(Directive)
The entries need to be copied exactly.

----- Data supplied

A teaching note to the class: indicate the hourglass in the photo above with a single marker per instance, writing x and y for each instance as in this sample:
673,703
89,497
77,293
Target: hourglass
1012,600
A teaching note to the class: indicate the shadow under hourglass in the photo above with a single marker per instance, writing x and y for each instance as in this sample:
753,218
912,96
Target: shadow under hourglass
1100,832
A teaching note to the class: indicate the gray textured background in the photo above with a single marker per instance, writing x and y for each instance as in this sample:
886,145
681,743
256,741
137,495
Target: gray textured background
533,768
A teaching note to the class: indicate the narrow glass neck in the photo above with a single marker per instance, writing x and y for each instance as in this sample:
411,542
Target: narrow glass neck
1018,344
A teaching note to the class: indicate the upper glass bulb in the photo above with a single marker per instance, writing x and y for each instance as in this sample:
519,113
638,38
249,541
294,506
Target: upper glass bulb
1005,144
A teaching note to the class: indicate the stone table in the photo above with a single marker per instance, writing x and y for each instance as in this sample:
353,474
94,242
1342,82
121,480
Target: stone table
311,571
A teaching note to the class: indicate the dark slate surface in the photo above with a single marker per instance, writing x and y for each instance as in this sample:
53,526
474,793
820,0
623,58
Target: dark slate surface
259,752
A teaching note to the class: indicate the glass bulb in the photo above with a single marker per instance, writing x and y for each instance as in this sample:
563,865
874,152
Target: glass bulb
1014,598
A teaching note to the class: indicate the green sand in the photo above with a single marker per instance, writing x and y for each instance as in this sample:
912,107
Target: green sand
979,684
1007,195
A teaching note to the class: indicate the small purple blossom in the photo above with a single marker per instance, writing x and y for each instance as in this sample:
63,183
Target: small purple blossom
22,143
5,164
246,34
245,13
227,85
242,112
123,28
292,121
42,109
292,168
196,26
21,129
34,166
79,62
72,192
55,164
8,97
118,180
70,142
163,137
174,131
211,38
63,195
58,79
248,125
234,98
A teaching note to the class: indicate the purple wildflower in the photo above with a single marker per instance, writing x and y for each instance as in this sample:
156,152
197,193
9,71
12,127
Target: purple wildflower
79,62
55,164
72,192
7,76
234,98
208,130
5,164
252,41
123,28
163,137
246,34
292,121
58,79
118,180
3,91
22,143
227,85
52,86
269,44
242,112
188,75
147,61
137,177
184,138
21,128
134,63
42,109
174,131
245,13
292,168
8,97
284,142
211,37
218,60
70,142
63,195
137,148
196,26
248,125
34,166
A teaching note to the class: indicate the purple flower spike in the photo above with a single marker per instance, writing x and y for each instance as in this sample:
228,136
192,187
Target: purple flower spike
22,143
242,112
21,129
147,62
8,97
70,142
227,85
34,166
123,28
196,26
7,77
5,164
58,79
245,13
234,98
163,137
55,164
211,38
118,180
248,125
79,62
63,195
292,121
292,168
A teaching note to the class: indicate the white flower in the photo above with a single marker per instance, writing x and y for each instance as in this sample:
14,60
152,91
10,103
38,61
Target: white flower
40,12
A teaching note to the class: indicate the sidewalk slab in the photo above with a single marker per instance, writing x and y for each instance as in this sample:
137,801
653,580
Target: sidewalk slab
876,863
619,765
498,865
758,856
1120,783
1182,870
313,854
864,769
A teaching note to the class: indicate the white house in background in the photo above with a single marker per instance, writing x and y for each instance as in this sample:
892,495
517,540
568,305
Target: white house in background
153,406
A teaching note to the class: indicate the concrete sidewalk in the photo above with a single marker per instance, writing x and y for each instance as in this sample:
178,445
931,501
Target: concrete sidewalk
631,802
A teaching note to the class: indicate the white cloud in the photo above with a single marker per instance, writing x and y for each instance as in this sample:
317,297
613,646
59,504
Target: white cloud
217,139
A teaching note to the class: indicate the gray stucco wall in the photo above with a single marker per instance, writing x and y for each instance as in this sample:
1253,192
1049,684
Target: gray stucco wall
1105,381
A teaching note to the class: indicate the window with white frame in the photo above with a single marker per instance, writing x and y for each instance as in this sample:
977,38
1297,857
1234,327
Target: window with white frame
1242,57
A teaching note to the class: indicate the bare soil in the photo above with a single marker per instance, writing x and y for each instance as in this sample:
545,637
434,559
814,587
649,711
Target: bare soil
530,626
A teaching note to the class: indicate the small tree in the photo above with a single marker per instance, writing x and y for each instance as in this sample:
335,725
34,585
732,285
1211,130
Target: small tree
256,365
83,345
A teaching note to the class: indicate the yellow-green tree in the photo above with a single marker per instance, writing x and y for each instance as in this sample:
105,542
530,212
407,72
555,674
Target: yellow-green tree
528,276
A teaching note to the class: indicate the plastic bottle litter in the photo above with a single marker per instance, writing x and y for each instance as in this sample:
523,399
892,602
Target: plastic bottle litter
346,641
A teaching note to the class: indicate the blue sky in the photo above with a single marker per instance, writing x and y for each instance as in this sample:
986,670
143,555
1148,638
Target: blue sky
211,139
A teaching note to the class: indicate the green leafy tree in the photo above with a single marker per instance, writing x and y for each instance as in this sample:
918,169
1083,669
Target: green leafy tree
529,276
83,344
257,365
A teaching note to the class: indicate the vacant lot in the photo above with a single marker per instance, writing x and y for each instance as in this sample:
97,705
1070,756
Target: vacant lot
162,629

----------

(Output of the exercise)
A teaching note to the class: indicate the hourglass in the photo above with a single marker per instance, writing x and y for each instance as in this sample:
673,703
89,497
77,293
Target: hourglass
1012,600
A teaching note to the class: indicate the shadow under hourglass in the photo above with a single marker per instance, writing x and y for each instance as in this sample:
753,218
912,96
Target: shadow under hourglass
1100,832
A teaching note to the class: indicate the gray textured background in the photo above with a single marker per instance, writing x and y for each instance as in this sample:
886,145
681,743
256,741
137,495
Target: gray textured background
533,768
A teaching note to the class: indicate the narrow glass neck in the photo above with a single marker per instance, writing x and y for each instance as in this sample:
411,542
Target: narrow glass neck
1018,344
A teaching note to the class: indicate the upper glass bulb in the photo above with a single marker per instance, writing x and y for each instance as in this sample:
519,113
638,38
249,541
294,506
Target: upper glass bulb
1005,144
A teaching note to the class: indicate the stone table in the photo above with a single marker per instance, writing x and y for each instance as in this sample:
353,474
94,242
1342,82
121,480
Target: stone table
311,571
A teaching note to the class: indicate the dark slate surface in the photo above with a single marker per instance, writing x and y for each instance as in this sample:
53,526
474,793
820,0
623,58
Target: dark slate surface
259,752
A teaching note to the class: indicate the glass bulb in the photo above with a single marker per instance, writing x and y for each instance as in this sample:
563,865
874,152
Target: glass bulb
1014,598
A teaching note to the class: indicate the green sand in the photo above with a single marker per instance, writing x and y for each instance as in this sample:
912,107
Target: green sand
979,684
1007,195
A teaching note to the class: indicate the small purple blossom in the photo above with a single marker per instance, writing x and y for each instance as in this sample:
63,183
Target: small purple blossom
22,143
5,164
246,34
245,13
227,85
242,112
123,28
292,121
42,109
292,168
196,26
21,129
34,166
79,62
72,192
55,164
8,97
118,180
70,142
163,137
174,131
211,38
63,195
58,79
248,125
234,98
A teaching note to the class: indicate the purple wildflower in the photo above with a single marker per instance, writing x and y for each instance as in this sample:
156,152
197,193
9,71
12,127
Target: purple wildflower
79,62
55,164
72,192
7,76
234,98
208,130
5,164
252,41
123,28
163,137
246,34
292,121
58,79
118,180
3,91
22,143
227,85
52,86
269,44
242,112
188,75
147,61
137,177
184,138
21,128
134,63
42,109
174,131
245,13
292,168
8,97
284,142
211,37
218,60
70,142
63,195
137,148
196,26
248,125
34,166
A teaching note to the class: indicate the purple flower spike in the photo above with a single marker per instance, writing x and y for each instance as in this sample:
228,136
192,187
Target: purple flower spike
22,143
242,112
21,129
147,62
8,97
70,142
227,85
34,166
123,28
196,26
7,77
5,164
58,79
245,13
234,98
163,137
55,164
211,38
118,180
248,125
79,62
63,195
292,121
292,168
A teaching note to the class: indicate the white flower in the photo above with a single marker per instance, writing x and y for each instance as in this sample:
14,60
152,91
10,103
38,61
Target: white flower
40,12
A teaching note to the class: indicate the sidewalk slab in the photo above with a single marker per instance, writing x and y for each instance as in this sample:
137,801
653,580
Target: sidewalk slab
876,863
619,765
498,865
758,856
1120,783
1182,870
313,854
864,769
A teaching note to the class: indicate the white house in background in the photo above with a single marker per instance, writing x and y for each instance as in this sample:
892,495
517,540
568,305
Target: white house in background
153,406
A teaching note to the class: indicate the concrete sidewalk in the photo above with a single marker per instance, writing x and y for each instance as in this sample:
178,445
931,501
Target: concrete sidewalk
631,802
A teaching note to the class: indicate the white cloud in the photo above with a single marker per instance, writing x and y for each instance as in this sample:
317,297
613,646
59,504
Target: white cloud
217,139
A teaching note to the class: indicate the gray stucco wall in the photo above with a single marker per instance, writing x and y for each instance as in this sample:
1253,192
1049,684
Target: gray stucco wall
1105,381
A teaching note to the class: indicate the window with white frame in the photo above with a single marker per instance, writing x and y for each instance as in this sample:
977,38
1297,857
1234,327
Target: window with white frame
1242,57
A teaching note to the class: indicate the bare soil in the photo above with a single marker per instance, writing x and y for each instance as in this sample:
545,637
434,559
814,587
649,711
Target: bare soil
530,626
A teaching note to the class: indicate the small tree in the photo above with a single marker per instance, writing x and y for each instance as in this sample:
335,725
34,585
732,285
1211,130
Target: small tree
256,365
83,345
A teaching note to the class: indicate the yellow-green tree in the photo above with a single marker per instance, writing x and y for each instance as in this sample:
105,542
530,212
407,72
555,674
Target: yellow-green tree
528,276
A teaching note to the class: indicate the plastic bottle litter in the photo above with a single marker per instance, writing x and y for each instance as in this sample:
523,399
892,602
Target: plastic bottle litter
346,641
A teaching note to the class: indicate the blue sky in the photo above with a single marker per instance, writing x and y for each instance as in this sample:
986,670
143,555
1148,638
Target: blue sky
211,139
A teaching note to the class: indicate the green leafy tree in the photo above with a single marker per instance, writing x and y for each instance as in this sample:
918,169
1083,669
Target: green leafy tree
529,276
83,344
257,365
A teaching note to the class: indicate the vacant lot in the photo above with a single marker per instance, writing x and y for each instance as in this sample:
97,705
1070,756
Target: vacant lot
162,629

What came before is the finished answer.